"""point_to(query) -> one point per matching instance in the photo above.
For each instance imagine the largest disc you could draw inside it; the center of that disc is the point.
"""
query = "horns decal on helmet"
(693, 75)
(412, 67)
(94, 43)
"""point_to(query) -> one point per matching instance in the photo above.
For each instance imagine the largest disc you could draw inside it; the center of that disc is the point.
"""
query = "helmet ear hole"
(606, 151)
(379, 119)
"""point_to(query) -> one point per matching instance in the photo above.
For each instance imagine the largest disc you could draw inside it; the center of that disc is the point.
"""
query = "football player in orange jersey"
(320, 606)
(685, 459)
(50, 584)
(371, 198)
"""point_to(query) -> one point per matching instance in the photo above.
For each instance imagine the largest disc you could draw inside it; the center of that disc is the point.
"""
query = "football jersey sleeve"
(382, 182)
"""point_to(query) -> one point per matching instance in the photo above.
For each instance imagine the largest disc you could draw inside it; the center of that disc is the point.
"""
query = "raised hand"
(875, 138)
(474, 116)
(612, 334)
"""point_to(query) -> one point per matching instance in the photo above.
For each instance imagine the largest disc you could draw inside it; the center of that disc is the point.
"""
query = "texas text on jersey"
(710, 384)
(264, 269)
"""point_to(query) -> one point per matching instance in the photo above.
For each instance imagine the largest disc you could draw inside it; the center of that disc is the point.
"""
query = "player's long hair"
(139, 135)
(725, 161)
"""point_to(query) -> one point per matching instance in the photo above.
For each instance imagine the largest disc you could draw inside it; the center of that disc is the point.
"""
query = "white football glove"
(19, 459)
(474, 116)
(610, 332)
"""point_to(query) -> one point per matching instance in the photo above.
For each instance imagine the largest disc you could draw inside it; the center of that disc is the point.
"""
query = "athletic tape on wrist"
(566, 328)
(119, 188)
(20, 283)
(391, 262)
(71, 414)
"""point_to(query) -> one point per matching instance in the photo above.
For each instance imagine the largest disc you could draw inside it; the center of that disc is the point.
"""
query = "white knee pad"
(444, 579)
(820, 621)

▬▬▬▬▬▬

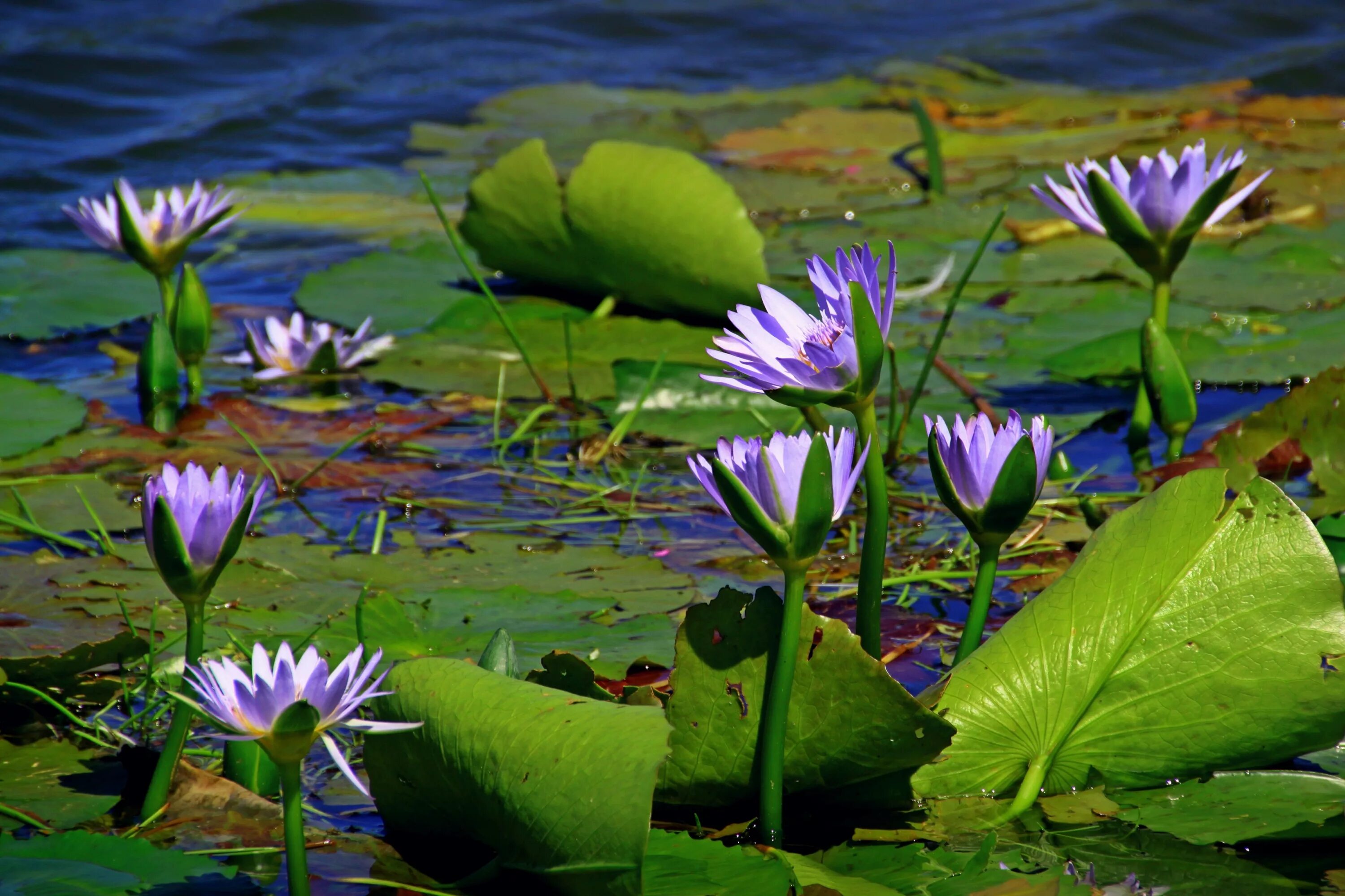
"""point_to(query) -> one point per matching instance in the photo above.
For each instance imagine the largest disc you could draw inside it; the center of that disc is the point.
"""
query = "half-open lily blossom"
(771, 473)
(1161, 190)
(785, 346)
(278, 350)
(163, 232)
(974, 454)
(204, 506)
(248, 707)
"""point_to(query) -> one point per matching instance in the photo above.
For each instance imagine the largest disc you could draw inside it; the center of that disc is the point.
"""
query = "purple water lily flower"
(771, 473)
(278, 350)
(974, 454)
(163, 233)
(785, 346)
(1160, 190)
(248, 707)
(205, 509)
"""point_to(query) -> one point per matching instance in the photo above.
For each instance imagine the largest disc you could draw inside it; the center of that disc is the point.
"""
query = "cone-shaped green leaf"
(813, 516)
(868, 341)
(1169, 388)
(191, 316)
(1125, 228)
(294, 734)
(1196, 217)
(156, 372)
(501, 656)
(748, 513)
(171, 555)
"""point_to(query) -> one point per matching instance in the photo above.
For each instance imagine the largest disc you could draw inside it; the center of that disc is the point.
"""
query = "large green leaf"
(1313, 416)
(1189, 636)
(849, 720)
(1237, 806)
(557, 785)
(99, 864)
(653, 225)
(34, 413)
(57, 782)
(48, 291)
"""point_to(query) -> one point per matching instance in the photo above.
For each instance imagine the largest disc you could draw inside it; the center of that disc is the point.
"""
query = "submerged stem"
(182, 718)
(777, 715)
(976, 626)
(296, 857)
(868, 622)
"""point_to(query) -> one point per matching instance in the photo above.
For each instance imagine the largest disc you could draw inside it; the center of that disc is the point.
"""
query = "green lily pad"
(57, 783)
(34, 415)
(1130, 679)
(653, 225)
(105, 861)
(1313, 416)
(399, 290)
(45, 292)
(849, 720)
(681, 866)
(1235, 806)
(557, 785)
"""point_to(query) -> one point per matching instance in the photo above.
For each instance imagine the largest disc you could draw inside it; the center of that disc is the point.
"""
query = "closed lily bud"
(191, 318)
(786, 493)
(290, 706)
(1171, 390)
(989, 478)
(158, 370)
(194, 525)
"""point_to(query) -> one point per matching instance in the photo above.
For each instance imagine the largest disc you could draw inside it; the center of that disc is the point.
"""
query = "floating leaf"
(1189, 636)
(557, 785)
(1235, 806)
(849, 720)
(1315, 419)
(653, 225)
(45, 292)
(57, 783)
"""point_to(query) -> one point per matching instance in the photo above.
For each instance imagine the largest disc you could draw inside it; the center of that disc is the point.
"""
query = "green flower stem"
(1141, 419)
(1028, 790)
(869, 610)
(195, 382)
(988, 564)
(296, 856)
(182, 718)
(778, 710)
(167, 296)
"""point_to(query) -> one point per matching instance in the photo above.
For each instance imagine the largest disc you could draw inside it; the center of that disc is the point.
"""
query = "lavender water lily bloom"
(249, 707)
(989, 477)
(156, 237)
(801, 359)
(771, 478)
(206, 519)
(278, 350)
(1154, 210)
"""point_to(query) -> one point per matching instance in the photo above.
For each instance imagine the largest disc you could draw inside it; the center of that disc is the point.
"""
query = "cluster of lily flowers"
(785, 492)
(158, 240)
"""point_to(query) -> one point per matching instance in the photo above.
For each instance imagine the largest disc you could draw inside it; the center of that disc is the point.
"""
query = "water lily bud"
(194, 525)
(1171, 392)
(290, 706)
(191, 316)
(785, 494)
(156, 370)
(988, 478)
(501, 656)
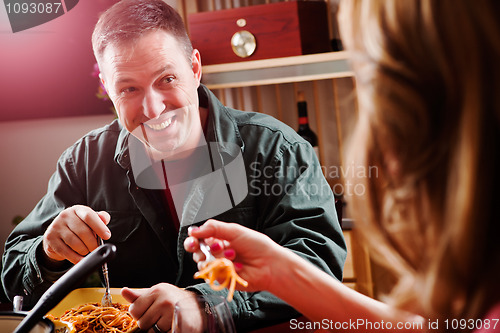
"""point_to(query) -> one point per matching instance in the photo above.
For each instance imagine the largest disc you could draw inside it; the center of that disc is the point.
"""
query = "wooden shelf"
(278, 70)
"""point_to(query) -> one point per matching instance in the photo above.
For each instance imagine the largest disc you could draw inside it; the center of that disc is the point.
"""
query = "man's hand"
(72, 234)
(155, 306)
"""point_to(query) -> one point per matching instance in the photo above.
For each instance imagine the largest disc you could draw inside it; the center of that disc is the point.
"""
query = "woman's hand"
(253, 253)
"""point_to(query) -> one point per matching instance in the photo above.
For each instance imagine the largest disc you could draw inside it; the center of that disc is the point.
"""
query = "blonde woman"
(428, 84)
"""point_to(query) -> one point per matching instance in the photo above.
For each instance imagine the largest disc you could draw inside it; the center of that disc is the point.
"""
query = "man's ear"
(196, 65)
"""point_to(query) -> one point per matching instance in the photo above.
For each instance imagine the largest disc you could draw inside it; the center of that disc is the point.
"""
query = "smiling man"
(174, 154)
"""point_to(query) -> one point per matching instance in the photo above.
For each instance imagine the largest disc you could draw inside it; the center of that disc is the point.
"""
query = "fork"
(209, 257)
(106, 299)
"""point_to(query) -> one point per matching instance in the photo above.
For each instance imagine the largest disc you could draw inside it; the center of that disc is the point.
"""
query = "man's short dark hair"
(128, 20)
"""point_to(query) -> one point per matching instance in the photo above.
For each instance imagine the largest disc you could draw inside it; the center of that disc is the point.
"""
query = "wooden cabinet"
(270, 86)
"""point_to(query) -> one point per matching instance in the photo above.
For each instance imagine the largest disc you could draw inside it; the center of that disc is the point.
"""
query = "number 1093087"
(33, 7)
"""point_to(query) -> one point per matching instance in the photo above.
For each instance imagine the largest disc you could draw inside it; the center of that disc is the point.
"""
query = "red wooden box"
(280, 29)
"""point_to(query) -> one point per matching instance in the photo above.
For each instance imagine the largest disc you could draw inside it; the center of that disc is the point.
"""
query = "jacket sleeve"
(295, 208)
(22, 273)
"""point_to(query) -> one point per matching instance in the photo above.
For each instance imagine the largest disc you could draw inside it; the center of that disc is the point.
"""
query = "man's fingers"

▬▬▬▬▬▬

Exercise instructions
Extract from the data above every line containing the word "jersey", matching case exactly.

Completed exercise
query = "football player in orange jersey"
query = "football jersey sleeve"
query = "texas text on jersey"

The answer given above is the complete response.